TRY IT: Whenever a line of the data below holds the string "wooden", copy that line.

DATA FOR THIS EXERCISE:
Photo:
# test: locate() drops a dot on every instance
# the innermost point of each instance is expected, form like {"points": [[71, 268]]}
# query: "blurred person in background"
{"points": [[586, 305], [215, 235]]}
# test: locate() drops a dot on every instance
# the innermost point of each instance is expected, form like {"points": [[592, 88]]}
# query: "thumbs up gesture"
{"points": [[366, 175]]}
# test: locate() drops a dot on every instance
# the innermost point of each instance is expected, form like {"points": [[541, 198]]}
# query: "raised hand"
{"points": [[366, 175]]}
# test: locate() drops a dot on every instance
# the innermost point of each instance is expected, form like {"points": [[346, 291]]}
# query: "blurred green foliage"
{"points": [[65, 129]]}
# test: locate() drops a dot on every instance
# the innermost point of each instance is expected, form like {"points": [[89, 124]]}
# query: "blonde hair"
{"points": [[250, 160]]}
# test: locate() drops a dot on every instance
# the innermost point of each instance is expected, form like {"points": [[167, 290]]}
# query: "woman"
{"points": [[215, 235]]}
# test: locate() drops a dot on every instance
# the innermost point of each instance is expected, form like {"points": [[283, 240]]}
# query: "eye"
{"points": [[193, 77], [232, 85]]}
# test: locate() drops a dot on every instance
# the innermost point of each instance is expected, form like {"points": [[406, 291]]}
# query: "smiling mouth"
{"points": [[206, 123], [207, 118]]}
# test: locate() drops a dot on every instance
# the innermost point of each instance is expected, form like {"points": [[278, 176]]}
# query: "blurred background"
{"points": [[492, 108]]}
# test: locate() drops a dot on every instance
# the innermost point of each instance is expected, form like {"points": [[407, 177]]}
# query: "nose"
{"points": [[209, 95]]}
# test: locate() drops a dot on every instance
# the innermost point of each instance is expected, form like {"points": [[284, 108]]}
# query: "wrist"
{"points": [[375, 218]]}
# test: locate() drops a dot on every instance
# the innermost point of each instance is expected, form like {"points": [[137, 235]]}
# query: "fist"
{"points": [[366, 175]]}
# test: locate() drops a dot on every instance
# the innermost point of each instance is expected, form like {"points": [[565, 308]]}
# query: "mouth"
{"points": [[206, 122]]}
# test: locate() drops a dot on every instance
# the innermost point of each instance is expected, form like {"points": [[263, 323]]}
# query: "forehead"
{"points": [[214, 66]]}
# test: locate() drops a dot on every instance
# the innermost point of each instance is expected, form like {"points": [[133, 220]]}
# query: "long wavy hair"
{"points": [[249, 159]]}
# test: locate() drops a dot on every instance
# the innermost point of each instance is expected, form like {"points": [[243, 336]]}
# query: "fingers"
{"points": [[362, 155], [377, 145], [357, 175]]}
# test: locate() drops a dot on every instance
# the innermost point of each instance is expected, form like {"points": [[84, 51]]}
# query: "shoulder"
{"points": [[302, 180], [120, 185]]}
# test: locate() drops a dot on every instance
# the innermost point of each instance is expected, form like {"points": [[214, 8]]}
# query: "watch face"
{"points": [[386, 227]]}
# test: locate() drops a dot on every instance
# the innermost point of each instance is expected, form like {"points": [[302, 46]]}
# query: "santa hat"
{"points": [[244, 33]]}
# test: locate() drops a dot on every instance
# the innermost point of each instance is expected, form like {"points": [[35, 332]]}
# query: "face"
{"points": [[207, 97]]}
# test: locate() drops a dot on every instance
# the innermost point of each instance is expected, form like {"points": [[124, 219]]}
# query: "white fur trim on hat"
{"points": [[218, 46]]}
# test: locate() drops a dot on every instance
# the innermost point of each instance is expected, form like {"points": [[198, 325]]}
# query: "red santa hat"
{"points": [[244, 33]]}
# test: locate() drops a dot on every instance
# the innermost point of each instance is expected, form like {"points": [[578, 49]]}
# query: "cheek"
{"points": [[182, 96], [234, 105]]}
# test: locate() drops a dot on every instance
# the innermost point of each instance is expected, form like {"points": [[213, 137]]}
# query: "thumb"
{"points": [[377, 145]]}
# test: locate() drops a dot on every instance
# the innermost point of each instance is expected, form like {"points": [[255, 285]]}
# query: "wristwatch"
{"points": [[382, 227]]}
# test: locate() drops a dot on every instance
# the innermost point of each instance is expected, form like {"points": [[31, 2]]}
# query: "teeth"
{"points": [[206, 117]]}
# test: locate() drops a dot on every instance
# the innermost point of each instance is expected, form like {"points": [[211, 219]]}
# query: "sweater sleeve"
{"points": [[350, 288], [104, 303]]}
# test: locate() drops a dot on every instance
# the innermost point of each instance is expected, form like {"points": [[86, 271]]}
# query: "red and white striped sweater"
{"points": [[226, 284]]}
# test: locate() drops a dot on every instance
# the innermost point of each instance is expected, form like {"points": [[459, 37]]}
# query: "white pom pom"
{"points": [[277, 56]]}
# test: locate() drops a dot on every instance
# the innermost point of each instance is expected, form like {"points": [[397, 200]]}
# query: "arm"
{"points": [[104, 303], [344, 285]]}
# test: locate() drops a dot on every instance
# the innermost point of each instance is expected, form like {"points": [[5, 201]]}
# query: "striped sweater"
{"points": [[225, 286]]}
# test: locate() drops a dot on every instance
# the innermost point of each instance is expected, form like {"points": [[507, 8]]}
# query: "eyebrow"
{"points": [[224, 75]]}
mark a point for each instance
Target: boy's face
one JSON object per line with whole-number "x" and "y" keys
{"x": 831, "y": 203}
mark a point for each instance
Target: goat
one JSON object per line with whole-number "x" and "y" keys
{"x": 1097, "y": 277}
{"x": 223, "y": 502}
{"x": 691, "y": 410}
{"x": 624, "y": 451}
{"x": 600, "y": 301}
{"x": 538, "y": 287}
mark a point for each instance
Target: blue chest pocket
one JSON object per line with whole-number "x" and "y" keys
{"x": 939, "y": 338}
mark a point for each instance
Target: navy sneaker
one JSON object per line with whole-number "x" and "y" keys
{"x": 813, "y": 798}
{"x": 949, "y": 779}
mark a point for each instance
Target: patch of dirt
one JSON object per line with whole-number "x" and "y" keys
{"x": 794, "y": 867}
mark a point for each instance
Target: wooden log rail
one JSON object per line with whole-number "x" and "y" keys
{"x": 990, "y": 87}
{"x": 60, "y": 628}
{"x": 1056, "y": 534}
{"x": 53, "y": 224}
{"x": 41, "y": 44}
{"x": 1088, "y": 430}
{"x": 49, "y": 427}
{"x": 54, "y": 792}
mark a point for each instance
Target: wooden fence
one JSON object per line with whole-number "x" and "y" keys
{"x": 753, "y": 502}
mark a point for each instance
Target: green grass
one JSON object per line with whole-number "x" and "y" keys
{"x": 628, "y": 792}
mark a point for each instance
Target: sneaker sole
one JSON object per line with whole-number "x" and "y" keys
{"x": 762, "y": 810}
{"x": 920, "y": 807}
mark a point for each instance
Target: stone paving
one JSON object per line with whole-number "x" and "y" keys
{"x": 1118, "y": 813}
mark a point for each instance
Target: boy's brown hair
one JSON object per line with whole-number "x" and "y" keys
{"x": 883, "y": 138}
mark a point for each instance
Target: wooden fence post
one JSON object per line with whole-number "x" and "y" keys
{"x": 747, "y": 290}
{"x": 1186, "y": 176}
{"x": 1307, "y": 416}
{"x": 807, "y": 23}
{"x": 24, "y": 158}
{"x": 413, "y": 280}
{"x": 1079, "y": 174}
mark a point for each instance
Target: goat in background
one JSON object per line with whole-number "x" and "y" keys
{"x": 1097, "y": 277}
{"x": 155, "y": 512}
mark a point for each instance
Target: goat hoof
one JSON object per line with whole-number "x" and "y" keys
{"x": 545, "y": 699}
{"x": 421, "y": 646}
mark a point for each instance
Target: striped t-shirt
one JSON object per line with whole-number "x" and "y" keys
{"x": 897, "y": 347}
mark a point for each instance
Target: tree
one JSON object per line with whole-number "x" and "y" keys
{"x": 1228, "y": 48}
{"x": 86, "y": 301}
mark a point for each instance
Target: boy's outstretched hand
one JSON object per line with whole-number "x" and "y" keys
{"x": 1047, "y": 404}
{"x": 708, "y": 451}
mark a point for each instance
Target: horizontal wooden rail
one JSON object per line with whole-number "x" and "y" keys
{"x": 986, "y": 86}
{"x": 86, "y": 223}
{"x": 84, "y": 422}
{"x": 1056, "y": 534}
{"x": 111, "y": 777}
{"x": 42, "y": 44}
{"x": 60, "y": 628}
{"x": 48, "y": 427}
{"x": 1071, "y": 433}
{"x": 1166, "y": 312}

REPLY:
Target: wooden log rail
Target: wooden fence
Target: wooden fence post
Target: horizontal wooden rail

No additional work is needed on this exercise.